#### [EXTRAIT DU TEXTE]
· · · · ·

Il revient souvent comme un refrain. Celui d’une chanson qui faute de nous bercer devrait nous réveiller. Nous aider à nous lever pour mieux nous élever. Nous faire réagir pour contrer le pire. Nous l’entendons partout. Des pays clairement sous-développés à ceux mal industrialisés. Derrière les portes des savants et dans la voix des enfants. « No Justice No Peace ! » crient-ils, nombreux, devant le siège des Nations unies. Scandent-ils dans un ultime élan d’espoir dans les quartiers appauvris. Plus qu’un slogan universellement adopté, c’est l’histoire de deux concepts intrinsèquement liés, indissociables de l’histoire de l’humanité.

Depuis le 4 août dernier, au Liban, dans le pays de tous les dialogues, ces deux concepts en mal de communication ont littéralement implosé. Notre paix a été directement attaquée lorsque la majorité de notre peuple a été privée de ses droits fondamentaux et des conditions nécessaires à sa sécurité et à sa dignité. Notre justice quant à elle n’a pas été épargnée. Oui... plus de cent jours après une explosion dont l’humanité a pu témoigner de l’ampleur cataclysmique et des atrocités en temps réel, l’immense majorité des responsables n’a toujours pas été appelée à répondre de ses actes, alors que des milliers de victimes sont encore contraintes de se déplacer, de se réfugier, de sacrifier leurs droits et de brader leurs libertés. Quelques jours après les destructions matérielles, économiques et humaines injustement infligées à des centaines de milliers de Libanais, certains présidents de « grandes puissances » se sont accordés à qualifier eux-mêmes « d’accident » un crime interpellant l’humanité, cour-circuitant ainsi de manière indirecte la mise en place immédiate d’une commission d’enquête internationale. Ils répondaient ainsi à la préoccupation majeure du chef de l’État : « Ne pas diluer la vérité. » La raison des plus forts était-elle vraiment la « plus juste » ?

· · · · ·

#### [DONNÉES EXTRAITES]
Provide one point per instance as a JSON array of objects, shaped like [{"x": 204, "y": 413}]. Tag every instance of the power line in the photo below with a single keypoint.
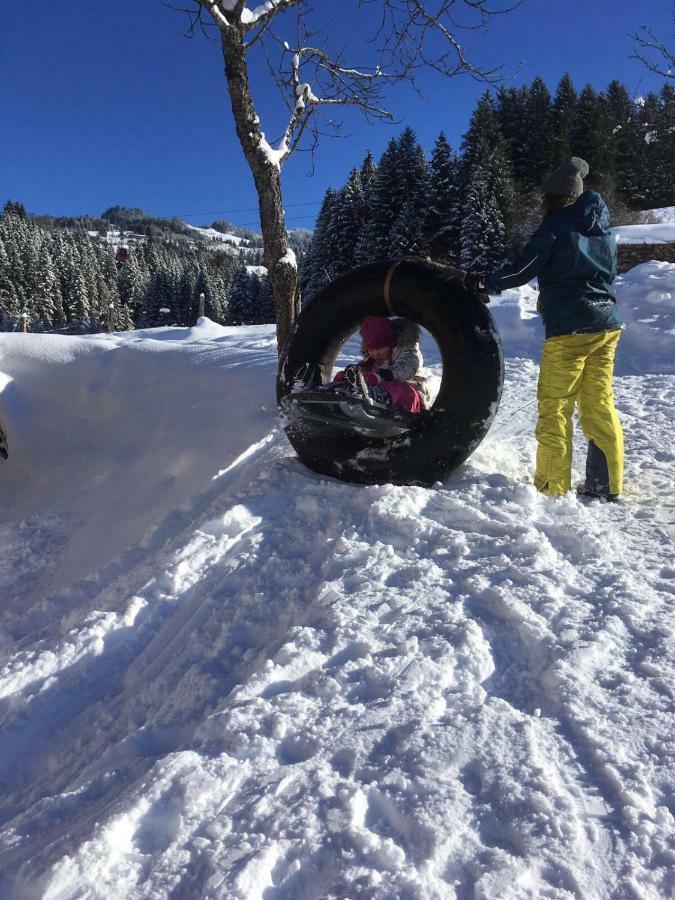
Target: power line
[
  {"x": 223, "y": 212},
  {"x": 257, "y": 224}
]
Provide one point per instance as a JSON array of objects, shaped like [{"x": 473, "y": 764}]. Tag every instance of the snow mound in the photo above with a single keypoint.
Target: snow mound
[
  {"x": 660, "y": 214},
  {"x": 646, "y": 299},
  {"x": 222, "y": 675},
  {"x": 662, "y": 233}
]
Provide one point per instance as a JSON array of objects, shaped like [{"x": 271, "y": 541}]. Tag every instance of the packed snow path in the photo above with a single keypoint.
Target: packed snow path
[{"x": 292, "y": 687}]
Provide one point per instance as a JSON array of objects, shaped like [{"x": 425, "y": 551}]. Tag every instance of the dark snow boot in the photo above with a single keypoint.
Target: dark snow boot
[{"x": 596, "y": 485}]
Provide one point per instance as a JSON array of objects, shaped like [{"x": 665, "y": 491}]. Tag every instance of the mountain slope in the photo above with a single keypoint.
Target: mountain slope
[{"x": 290, "y": 687}]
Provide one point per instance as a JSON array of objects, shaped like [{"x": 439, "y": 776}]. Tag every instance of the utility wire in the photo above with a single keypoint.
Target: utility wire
[{"x": 223, "y": 212}]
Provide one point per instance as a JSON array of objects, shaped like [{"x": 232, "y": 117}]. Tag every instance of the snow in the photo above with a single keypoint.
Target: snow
[
  {"x": 289, "y": 259},
  {"x": 213, "y": 235},
  {"x": 223, "y": 675},
  {"x": 660, "y": 214},
  {"x": 662, "y": 233}
]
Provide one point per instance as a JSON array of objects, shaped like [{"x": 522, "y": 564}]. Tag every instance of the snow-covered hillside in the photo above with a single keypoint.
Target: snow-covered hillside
[{"x": 224, "y": 676}]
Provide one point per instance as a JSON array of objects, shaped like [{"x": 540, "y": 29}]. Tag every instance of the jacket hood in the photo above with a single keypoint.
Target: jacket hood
[{"x": 590, "y": 213}]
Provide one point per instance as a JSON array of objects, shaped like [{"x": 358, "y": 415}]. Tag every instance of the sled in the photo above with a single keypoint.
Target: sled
[{"x": 346, "y": 411}]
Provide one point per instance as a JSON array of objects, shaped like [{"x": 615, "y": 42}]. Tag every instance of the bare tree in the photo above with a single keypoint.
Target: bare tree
[
  {"x": 653, "y": 53},
  {"x": 315, "y": 78}
]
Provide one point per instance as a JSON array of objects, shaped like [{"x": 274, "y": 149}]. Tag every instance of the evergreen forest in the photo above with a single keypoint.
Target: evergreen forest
[
  {"x": 474, "y": 207},
  {"x": 470, "y": 207}
]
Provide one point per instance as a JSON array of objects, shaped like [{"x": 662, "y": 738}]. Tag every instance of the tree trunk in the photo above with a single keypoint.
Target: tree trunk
[{"x": 280, "y": 264}]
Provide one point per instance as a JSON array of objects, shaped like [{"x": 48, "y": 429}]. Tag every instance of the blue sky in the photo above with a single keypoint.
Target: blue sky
[{"x": 108, "y": 103}]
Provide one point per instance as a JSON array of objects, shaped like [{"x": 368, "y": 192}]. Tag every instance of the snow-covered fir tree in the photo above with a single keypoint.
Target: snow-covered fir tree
[
  {"x": 482, "y": 228},
  {"x": 564, "y": 111},
  {"x": 442, "y": 217}
]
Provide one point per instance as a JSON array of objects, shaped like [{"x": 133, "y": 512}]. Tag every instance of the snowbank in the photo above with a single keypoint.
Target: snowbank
[
  {"x": 646, "y": 298},
  {"x": 222, "y": 675},
  {"x": 663, "y": 233}
]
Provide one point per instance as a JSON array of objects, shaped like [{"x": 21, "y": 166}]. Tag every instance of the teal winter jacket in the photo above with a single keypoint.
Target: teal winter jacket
[{"x": 573, "y": 255}]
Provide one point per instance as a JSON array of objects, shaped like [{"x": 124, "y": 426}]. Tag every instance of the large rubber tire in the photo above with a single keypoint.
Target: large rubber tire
[{"x": 431, "y": 295}]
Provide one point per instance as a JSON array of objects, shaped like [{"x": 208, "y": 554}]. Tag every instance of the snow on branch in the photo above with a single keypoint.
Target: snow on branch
[
  {"x": 660, "y": 60},
  {"x": 411, "y": 35}
]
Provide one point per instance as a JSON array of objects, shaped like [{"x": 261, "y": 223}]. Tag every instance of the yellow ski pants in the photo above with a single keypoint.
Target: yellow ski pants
[{"x": 577, "y": 367}]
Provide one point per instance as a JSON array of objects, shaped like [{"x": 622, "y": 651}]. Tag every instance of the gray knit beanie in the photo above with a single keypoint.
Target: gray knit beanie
[{"x": 566, "y": 180}]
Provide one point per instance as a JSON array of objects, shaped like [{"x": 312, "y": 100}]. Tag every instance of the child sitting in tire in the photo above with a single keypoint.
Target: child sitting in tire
[{"x": 392, "y": 367}]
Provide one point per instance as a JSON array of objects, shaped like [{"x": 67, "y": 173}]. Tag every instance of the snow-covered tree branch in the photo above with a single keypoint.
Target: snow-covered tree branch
[
  {"x": 653, "y": 53},
  {"x": 410, "y": 35}
]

· · · · ·

#### [CONSIGNE A]
Dans le texte sur le Liban, relevez tout ce que des milliers de victimes sont encore contraintes de faire, d'après la phrase qui commence par « Oui... ».
#### [CONSIGNE B]
Répondez à ces questions sur le texte sur le Liban :
(i) Devant quel lieu crie-t-on « No Justice No Peace ! » ?
(ii) Depuis quelle date les deux concepts ont-ils implosé au Liban ?
(iii) Quelle préoccupation du chef de l'État est citée ?
#### [CONSIGNE C]
Poursuivez le texte sur le Liban après sa dernière phrase.
Les entrées ne jouent aucun rôle ici.

#### [RÉPONSE FINALE A]
- se déplacer
- se réfugier
- sacrifier leurs droits
- brader leurs libertés

#### [RÉPONSE FINALE B]
(i) Devant le siège des Nations unies.
(ii) Depuis le 4 août.
(iii) « Ne pas diluer la vérité. »

#### [RÉPONSE FINALE C]
Plus de cent jours après l’une des explosions les plus terrifiantes de l’histoire de l’humanité, la tâche reste titanesque pour conclure à l’identification de tous les responsables dont la liste est loin d’être achevée. Pour atteindre la vérité. La « vraie » vérité. Au défi juridique s’ajoutent l’imbroglio politique, le rubix diplomatique, le chaos logistique, les failles du système judiciaire, les preuves « accidentellement » brûlées, les témoignages dépassant les murs du son « mystérieusement » évincés, ainsi que les menaces grandissantes exercées à l’encontre des défenseurs des victimes et de tout contestataire muselé à coup de M4. Dans ce contexte lui aussi hautement explosif, le secrétaire général des Nations unies ainsi que la société civile continuent d’encourager les États souverains à activer les voies diplomatiques nécessaires afin que la justice puisse être assurée au niveau international par des experts neutres, indépendants et impartiaux. Celle-ci pourrait ainsi, du moins en théorie, être plus concrète, plus effective et plus transparente que celle qui se profile depuis plusieurs semaines au niveau national. Celle-ci pourrait peut-être même, sait-on jamais, réussir à sonner le glas de l’ère des malfrats, annoncer le retour d’un véritable État de droit et surtout... ne plus permettre à certains de transformer notre pays en véritable poudrière.

Pourtant, nombre de pays « libres et démocratiques » semblent aujourd’hui jouer le jeu des représentants de l’État libanais. Au-delà de l’aide humanitaire et sanitaire rapidement véhiculée au nom de la solidarité étatique, après avoir délibérément entériné la légitimité politique des « irresponsables », ils « regrettent », ils « déplorent », ils sont « profondément concernés et attristés » par une politique qui continue de briser impunément le peuple, de le contraindre à l’exil et de le résigner à accepter toutes formes d’injustices... À leur tour, ils utilisent l’épuisement des voies de recours internes, au sens propre et figuré, accélérant ainsi le risque de clore, dans le plus grand vide juridique, l’un des chapitres les plus noirs de l’histoire de notre pays. Après l’échec du droit national, se profile ainsi le chaos juridique international. Car dans ce monde interdépendant régi par un « code de conduite » commun, l’impunité qui semble réservée à un crime dynamitant lui-même le concept d’humanité, détruirait, au-delà de la stabilité d’une nation, le concept si fragile de la paix des nations. À travers ce potentiel fiasco judiciaire, c’est bien la légitimité de tout un système destiné à préserver « les générations futures » du fléau de la guerre qui risque à son tour de voler en éclats...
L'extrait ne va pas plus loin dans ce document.